**TASK REQUIREMENTS**
- a) From the venture fund problem, list each of the three concluded deals with its total return and the number of years at whose end that return was realized.
- b) Retype the passage of the venture fund problem that begins at the words "B. What is the" and stops after the words "involving different durations?".
- c) According to the solution in the venture fund problem, why does it not make sense to use the equally weighted average as a single discount rate across scenarios with different durations?

**DOCUMENT TEXT**
## start

Finance Dec 19, 2020

Suppose a venture fund wishes to base its required return (used in dis- counting future terminal values) on its historical experience and suggests merely averaging the rates on the last three concluded deals. These deals realized total returns of −67 percent at the end of two years, 50 percent at the end of five years, and 70 percent at the end of three years, respectively.

A. Assuming no intermediate flows before the terminal payoff, verify that the associated. annualized rates are 242.55 percent, 8.45 percent, and 19.35 percent.

B. What is the equally weighted average annualized return?

C. Does it make sense to use this as a single discount rate to apply across scenarios involving different durations?

Expert Solution

Given
For Deal 1
return r =-67%
time n = 2 years
For Deal 2
return r =50%
time n = 5 years
For Deal 3
return r =70%
time n = 3 years

A.
Formula to calculate Annualized rates = (1+r)^1/n -1
Deal 1:
Annualized rate = (1+r)^1/n -1 = (1 - 0.67)^(1/2) - 1 = -42.55%
Deal 2:
Annualized rate = (1 + 0.50)^(1/5) - 1 = 8.45%
Deal 3:
Annualized rate = (1 + 0.70)^(1/3) - 1 = 19.35%

B.
Equally weighted average annualized return = Sum of (weight of each deal *annualized rate ) = [(1/3) *-0.4255) ]+ [(1/3) *0.0845)] + [(1/3) *0.1935)]= -4.92%

C.
It does not make sense to use this as a single discount rate to apply across scenarios involving different durations
This is because the different deals have different years of maturities. The rate depends on the maturity period and also the risk which is different for different deals.

## end

**STORED ROWS**

## start

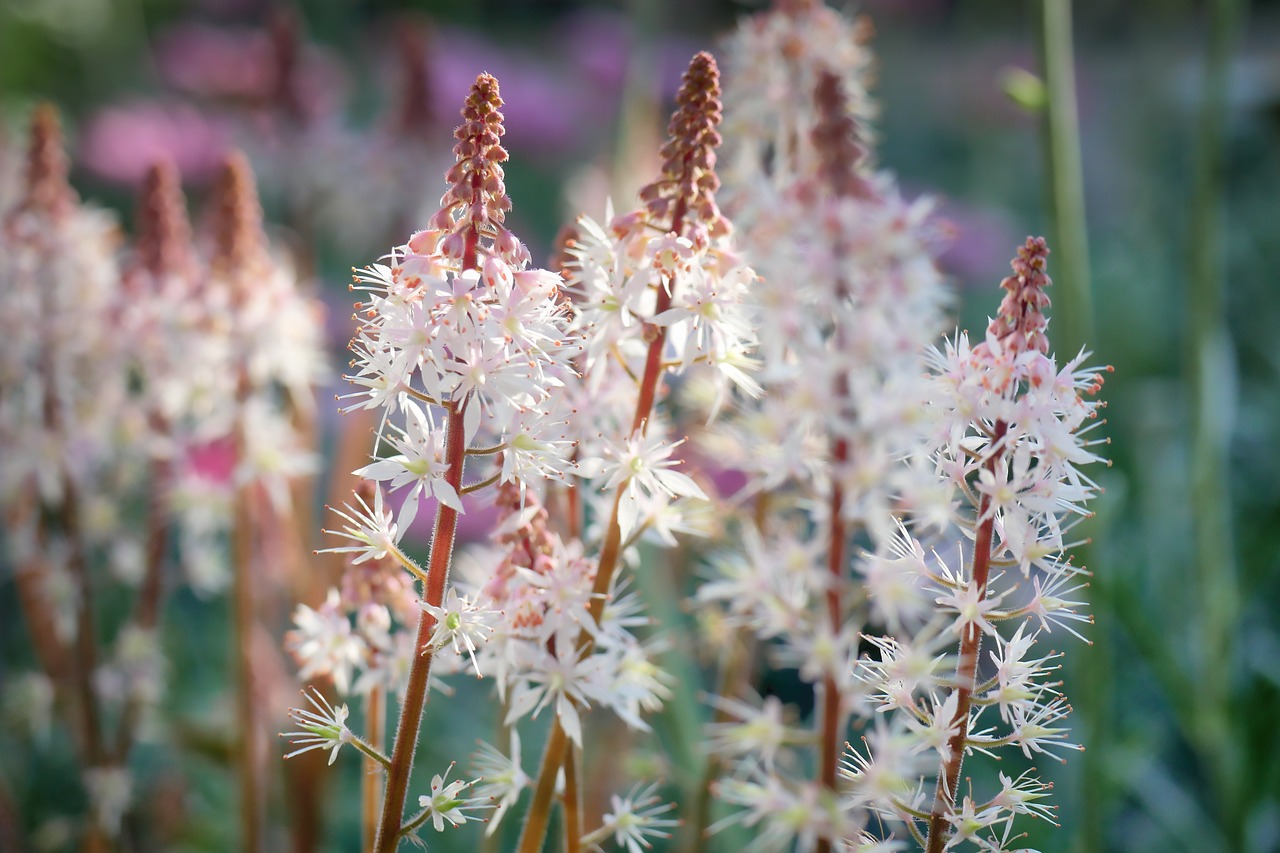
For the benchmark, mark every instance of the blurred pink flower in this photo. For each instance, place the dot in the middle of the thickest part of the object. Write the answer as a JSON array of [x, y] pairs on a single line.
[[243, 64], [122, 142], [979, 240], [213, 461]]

## end
## start

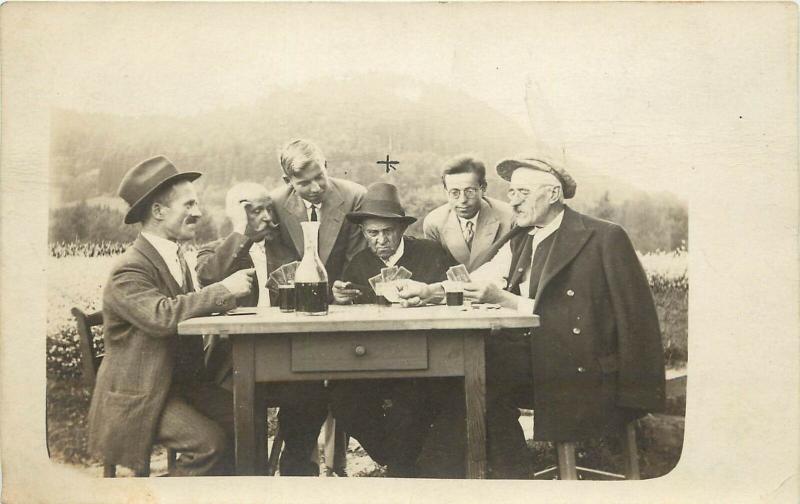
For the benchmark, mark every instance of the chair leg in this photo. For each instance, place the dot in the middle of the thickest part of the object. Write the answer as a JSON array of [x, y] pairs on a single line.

## end

**REPLIES**
- a)
Deal 1: −67 percent at the end of two years
Deal 2: 50 percent at the end of five years
Deal 3: 70 percent at the end of three years

- b)
B. What is the equally weighted average annualized return?

C. Does it make sense to use this as a single discount rate to apply across scenarios involving different durations?

- c) The deals have different maturities. The rate depends on the maturity period and on the risk, and both differ from one deal to another.